Task directions:
Beginning at the line containing "Expected: one point per instance of the boat", output every line to the end of the data below exactly as it appears.

++++ Supplied data

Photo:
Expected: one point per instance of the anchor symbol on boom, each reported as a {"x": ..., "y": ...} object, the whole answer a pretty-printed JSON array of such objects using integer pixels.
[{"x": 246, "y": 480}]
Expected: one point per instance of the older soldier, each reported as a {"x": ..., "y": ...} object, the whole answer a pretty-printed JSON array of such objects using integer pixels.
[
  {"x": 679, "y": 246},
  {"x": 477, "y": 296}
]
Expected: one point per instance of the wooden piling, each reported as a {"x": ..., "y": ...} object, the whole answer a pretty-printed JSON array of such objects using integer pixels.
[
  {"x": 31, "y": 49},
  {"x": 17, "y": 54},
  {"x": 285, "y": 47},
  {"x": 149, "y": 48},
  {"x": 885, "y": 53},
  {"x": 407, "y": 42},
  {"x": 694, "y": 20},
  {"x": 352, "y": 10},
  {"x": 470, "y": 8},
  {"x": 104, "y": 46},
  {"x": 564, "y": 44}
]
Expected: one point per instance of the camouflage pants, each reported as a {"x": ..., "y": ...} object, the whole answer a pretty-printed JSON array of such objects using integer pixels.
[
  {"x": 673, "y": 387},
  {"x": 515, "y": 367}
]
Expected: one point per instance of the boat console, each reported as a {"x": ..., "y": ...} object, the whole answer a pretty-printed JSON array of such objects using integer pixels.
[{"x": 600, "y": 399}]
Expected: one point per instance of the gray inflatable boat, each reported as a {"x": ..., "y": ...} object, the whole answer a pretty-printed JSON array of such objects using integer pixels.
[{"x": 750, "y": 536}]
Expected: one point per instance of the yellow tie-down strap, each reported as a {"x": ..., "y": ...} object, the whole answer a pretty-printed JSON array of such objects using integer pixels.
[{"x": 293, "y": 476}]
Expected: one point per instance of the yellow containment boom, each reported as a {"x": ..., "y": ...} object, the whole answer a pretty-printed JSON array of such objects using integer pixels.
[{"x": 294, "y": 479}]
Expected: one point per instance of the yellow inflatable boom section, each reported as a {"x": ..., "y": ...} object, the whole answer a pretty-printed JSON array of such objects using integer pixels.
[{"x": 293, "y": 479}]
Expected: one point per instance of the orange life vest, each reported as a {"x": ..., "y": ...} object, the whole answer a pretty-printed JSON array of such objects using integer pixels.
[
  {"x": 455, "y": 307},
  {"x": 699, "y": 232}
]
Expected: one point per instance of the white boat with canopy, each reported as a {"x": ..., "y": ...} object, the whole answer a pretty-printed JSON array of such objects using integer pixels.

++++++++

Response:
Expected: one point per instance of the boat console, each reported as a {"x": ..., "y": ...} object, the whole answer a pretty-printed JSON array of such objects using integer pixels.
[{"x": 600, "y": 399}]
Expected: one point per instance of the gray inflatable boat, each reported as a {"x": ..., "y": ...} object, the whole answer a pretty-printed JSON array of such objects using integer pixels.
[{"x": 750, "y": 536}]
Expected: one point per instance of the yellow tie-down strap, each reported as a {"x": ..., "y": ...} object, the whole answer a pretty-printed JSON array of such objects using integer pixels.
[{"x": 293, "y": 476}]
Expected: one point per instance of the yellow containment boom, each reported as a {"x": ..., "y": ...} object, the whole answer a pretty-printed JSON array of such objects using integer pixels.
[{"x": 294, "y": 479}]
Expected: one point per instance of the yellow inflatable boom section, each reported as a {"x": ..., "y": ...} object, the whole answer a pretty-printed JSON array of such objects using integer pixels.
[{"x": 293, "y": 479}]
Expected: one point per instance of the orange life vest, each reported as a {"x": ..., "y": ...} object, the whole answer a pretty-printed JSON array of such objects using integer pixels.
[
  {"x": 455, "y": 307},
  {"x": 699, "y": 232}
]
Expected: one point per instance of the white boat with canopy, each reported as a {"x": ..., "y": ...} object, the whole answer a pretty-printed JSON array of such objects using integer pixels.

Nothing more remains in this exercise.